■ What this task involves ■
Only a number is required: how many lines of the material contain the string "black".

■ Information supplied ■
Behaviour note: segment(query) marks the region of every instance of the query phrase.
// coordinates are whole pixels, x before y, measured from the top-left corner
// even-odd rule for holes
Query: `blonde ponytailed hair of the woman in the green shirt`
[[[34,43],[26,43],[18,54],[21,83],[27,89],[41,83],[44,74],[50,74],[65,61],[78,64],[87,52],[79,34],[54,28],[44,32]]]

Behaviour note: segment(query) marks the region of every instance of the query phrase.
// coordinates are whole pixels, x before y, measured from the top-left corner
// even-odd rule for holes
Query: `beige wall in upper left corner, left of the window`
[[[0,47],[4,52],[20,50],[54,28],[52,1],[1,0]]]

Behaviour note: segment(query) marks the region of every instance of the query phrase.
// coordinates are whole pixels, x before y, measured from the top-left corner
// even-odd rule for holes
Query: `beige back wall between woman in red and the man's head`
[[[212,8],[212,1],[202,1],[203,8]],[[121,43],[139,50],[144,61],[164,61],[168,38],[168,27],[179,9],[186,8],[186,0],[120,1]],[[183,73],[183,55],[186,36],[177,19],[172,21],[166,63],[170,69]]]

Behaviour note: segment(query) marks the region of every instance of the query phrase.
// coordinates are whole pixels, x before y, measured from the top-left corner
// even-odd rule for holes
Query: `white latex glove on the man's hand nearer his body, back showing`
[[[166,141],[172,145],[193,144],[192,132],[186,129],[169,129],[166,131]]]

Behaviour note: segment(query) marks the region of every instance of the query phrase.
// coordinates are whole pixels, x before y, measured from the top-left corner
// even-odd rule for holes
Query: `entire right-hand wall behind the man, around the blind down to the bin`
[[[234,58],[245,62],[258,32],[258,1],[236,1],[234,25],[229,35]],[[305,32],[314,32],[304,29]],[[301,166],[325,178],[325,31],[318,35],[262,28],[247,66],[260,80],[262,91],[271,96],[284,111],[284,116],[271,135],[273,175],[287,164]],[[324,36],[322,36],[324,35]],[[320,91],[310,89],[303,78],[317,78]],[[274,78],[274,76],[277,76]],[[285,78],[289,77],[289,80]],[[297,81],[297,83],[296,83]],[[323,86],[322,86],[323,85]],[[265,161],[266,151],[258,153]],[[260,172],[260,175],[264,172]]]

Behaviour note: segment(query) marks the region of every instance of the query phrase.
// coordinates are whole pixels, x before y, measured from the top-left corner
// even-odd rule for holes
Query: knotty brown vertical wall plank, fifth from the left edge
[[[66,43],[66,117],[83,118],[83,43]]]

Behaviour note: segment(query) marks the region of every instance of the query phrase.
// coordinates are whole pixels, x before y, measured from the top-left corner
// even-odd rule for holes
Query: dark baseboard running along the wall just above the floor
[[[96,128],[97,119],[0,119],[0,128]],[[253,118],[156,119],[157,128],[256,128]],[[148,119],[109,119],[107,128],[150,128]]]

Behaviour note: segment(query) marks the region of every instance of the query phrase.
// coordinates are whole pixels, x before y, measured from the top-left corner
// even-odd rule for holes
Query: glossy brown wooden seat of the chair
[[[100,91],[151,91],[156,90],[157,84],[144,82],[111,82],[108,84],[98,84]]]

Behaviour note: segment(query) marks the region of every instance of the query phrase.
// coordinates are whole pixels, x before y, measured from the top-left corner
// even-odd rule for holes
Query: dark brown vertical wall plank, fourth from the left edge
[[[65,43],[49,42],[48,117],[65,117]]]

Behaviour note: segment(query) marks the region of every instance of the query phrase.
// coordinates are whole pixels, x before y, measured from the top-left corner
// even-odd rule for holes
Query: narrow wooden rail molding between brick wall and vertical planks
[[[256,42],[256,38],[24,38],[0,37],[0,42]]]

* * *

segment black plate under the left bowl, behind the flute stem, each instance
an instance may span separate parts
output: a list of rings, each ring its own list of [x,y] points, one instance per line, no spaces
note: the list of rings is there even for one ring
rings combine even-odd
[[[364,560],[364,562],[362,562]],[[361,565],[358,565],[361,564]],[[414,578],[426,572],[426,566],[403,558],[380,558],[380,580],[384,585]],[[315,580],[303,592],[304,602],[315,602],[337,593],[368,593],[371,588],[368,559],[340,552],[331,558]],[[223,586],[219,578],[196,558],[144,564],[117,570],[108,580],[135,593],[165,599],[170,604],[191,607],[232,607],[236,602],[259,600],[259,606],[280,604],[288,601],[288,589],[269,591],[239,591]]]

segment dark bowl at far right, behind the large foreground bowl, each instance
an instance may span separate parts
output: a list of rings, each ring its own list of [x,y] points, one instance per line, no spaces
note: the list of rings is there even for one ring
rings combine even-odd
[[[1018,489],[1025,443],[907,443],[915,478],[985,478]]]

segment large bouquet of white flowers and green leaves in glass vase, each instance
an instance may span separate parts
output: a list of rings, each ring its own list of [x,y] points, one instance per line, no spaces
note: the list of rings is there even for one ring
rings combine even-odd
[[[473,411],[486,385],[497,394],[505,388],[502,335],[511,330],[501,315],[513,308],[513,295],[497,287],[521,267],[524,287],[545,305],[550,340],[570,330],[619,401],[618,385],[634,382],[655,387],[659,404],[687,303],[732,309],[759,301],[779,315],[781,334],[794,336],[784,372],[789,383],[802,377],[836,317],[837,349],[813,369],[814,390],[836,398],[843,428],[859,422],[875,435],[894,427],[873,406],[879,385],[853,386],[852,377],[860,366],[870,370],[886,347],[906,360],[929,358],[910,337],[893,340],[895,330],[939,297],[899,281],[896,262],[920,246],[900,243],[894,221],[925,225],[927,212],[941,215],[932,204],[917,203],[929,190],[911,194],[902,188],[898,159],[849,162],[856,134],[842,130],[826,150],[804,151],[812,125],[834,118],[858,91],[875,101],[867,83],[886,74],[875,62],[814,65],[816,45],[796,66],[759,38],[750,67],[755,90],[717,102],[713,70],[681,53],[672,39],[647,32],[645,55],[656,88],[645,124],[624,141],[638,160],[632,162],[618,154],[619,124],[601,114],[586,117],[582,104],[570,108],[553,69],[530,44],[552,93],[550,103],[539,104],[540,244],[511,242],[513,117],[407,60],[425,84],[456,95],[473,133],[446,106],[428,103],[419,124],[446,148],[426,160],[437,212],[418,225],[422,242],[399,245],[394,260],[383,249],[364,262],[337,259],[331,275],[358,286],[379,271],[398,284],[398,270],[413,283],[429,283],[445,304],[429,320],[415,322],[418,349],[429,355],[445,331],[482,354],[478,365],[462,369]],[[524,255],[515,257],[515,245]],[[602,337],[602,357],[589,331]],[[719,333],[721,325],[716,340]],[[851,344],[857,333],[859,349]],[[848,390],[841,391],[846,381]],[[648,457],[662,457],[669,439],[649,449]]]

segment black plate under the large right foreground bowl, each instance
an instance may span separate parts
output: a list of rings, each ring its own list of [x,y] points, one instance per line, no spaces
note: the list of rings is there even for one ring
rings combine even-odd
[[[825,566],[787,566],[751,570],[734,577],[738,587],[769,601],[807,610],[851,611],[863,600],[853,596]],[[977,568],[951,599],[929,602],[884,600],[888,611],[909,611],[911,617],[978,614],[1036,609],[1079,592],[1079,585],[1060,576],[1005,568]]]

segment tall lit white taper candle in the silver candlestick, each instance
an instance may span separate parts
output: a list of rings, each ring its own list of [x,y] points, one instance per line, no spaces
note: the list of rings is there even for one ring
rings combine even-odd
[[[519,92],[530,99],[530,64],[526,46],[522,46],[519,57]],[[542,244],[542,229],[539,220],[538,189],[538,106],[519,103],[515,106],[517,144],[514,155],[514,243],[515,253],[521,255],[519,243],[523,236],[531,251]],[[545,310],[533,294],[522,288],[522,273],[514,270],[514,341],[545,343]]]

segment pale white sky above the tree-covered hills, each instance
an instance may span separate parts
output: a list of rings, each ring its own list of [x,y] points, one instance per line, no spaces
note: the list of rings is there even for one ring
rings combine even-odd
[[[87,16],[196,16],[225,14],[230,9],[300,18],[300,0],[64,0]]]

■ The completed task ■
2